課題:
華北平原の水利用効率に関する論文要旨から、研究を進める際に検討の視点とされたものをすべて挙げよ。

--- 本文 ---

学位論文要旨



No 216549
著者(漢字) 張,喜英
著者(英字) Zhang,Xiying
著者(カナ) チャン,シイイン
標題(和) 中国太行山麓華北平原での作物栽培における水利用効率の向上に関する研究
標題(洋) Studies on improvement of water use efficiency in crop production in the piedmont of Mt. Taihang in the North China Plain
報告番号 216549
報告番号 乙16549
学位授与日 2006.06.12
学位種別 論文博士
学位種類 博士(農学)
学位記番号 第16549号
研究科
専攻
論文審査委員 主査: 東京大学 教授 森田,茂紀
 東京大学 教授 小林,和彦
 東京大学 助教授 山岸,徹
 東京大学 助教授 山岸,順子
 東京大学 助教授 米川,智司
内容要旨 要旨を表示する

 中国華北省の太行山の麓には土壌肥沃度が高い平原地帯が広がり、古くから農業が盛んである。この地域では、コムギ(Triticum aestivum L.)とトウモロコシ(Zea mays L.)が栽培されることが多い。これらの作物を栽培するためには800mm以上の水消費があるが、年平均降水量は約500mmしかない。そのため、これらの作物を栽培するために灌漑が不可欠となり、主として地下水が灌漑に利用されている。しかし、地下水の利用が急速に進んだため、1950年代には土壌表面からの約5mの深さであった地下水位が約30mまで低下し、最近も年間約1.0〜1.5mの割合で低下を続けている。このような過剰な地下水利用は、この地域の農業の持続可能な発展を脅かしている。

 そこで、本研究においては、華北平原の中央に位置しているルエチン農業試験場(中国科学院農業現代化研究所所属)において、異なるレベルのフィールド実験とポット実験とを組み合わせて、コムギとトウモロコシの二毛作における水利用効率を向上させるための研究を行った。研究を進めるにあたり、(1)土壌表面からの水分蒸発を減少させる、(2)効率的な水の利用のための根系管理を行う、(3)最適の灌漑計画を計画する、という3つの視点から検討を進めた。

--- 資料 ---

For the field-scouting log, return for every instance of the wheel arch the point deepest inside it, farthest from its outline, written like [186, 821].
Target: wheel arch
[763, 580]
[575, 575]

---

解答:
(1)土壌表面からの水分蒸発を減少させる
(2)効率的な水の利用のための根系管理を行う
(3)最適の灌漑計画を計画する